» **DATA PROVIDED**
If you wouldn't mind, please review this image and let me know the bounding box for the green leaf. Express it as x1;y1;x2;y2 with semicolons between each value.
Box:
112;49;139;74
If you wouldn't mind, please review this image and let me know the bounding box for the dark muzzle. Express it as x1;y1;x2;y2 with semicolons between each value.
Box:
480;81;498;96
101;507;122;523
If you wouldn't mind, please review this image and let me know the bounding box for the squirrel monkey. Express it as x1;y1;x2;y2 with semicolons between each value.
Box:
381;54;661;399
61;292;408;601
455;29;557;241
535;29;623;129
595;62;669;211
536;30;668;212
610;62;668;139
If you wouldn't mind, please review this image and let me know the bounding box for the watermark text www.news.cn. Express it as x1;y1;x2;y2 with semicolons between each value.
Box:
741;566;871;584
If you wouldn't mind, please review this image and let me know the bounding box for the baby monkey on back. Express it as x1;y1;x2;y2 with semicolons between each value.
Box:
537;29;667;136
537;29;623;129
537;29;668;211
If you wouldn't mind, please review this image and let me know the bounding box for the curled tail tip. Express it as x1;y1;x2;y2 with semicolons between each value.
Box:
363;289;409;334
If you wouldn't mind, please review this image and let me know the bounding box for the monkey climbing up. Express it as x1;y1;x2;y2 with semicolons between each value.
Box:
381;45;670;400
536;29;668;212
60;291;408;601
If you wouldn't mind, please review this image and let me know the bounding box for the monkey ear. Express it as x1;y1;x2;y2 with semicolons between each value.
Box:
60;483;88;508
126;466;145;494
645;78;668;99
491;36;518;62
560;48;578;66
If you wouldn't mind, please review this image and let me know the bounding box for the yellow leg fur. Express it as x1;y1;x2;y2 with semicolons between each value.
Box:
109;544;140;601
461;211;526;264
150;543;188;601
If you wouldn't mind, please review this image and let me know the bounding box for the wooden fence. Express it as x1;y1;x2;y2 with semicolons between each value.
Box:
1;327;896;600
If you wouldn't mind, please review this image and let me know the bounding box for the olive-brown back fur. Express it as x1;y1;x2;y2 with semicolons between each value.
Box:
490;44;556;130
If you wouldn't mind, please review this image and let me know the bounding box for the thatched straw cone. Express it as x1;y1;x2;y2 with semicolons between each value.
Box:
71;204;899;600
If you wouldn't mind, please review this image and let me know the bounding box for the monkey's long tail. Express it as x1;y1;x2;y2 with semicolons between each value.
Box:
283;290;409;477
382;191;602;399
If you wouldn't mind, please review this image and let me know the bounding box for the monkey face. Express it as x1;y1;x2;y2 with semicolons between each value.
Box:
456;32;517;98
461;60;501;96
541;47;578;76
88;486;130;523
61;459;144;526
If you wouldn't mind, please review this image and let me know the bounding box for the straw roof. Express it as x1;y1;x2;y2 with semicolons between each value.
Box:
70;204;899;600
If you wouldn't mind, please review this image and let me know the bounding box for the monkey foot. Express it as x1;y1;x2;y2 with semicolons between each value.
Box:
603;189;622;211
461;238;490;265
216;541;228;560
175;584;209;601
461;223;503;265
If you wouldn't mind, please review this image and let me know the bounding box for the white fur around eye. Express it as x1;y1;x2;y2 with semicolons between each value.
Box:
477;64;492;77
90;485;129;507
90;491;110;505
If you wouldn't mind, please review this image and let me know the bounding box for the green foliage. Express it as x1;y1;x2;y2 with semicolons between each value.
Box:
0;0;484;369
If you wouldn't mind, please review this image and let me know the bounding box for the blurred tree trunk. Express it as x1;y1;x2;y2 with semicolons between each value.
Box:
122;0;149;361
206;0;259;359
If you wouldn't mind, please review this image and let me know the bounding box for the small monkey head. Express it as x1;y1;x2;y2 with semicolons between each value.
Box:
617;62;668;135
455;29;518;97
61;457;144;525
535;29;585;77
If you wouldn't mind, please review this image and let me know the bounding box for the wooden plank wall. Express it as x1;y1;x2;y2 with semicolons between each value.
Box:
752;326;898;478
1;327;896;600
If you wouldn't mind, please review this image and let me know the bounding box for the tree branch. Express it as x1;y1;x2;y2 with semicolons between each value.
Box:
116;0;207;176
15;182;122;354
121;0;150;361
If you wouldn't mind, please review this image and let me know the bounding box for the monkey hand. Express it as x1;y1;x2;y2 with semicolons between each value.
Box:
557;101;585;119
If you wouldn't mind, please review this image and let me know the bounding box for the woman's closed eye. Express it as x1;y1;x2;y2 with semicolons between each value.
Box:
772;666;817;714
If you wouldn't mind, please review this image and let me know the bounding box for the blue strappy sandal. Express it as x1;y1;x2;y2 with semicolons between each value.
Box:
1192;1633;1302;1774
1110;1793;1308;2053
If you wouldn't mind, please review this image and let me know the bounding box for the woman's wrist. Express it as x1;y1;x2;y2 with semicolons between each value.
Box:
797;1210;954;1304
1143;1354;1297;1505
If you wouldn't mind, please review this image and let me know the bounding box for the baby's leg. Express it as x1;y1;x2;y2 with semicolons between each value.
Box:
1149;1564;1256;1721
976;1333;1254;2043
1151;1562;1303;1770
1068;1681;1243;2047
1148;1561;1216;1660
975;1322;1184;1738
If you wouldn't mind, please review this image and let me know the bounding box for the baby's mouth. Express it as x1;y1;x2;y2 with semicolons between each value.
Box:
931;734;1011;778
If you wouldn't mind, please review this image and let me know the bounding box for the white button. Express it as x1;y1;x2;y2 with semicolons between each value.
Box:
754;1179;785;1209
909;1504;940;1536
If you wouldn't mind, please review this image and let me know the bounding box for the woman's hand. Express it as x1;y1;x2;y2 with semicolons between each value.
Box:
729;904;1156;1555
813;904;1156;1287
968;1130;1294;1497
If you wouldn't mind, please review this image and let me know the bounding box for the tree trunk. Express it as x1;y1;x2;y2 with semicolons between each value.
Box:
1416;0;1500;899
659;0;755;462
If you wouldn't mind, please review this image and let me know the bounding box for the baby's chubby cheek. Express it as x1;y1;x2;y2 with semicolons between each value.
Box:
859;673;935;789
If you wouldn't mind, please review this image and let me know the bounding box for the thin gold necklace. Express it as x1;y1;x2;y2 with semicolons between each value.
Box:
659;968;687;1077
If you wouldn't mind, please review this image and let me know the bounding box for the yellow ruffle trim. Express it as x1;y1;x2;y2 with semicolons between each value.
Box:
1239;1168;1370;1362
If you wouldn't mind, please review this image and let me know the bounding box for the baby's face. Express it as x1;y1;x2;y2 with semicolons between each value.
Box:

» **EXERCISE PROMPT**
Scan the material above for "face". Copy every line where it appears.

» **EXPECTED ANSWER**
If you wouldn't mind, please review this image and let me know the bounding box for the monkey face. Express it as x1;y1;x2;y2 with semicolons between each value.
If you wouldn't mind, please review this image and let me know the bounding box for the baby's face. Express it as x1;y1;x2;y2 with semicolons between each value.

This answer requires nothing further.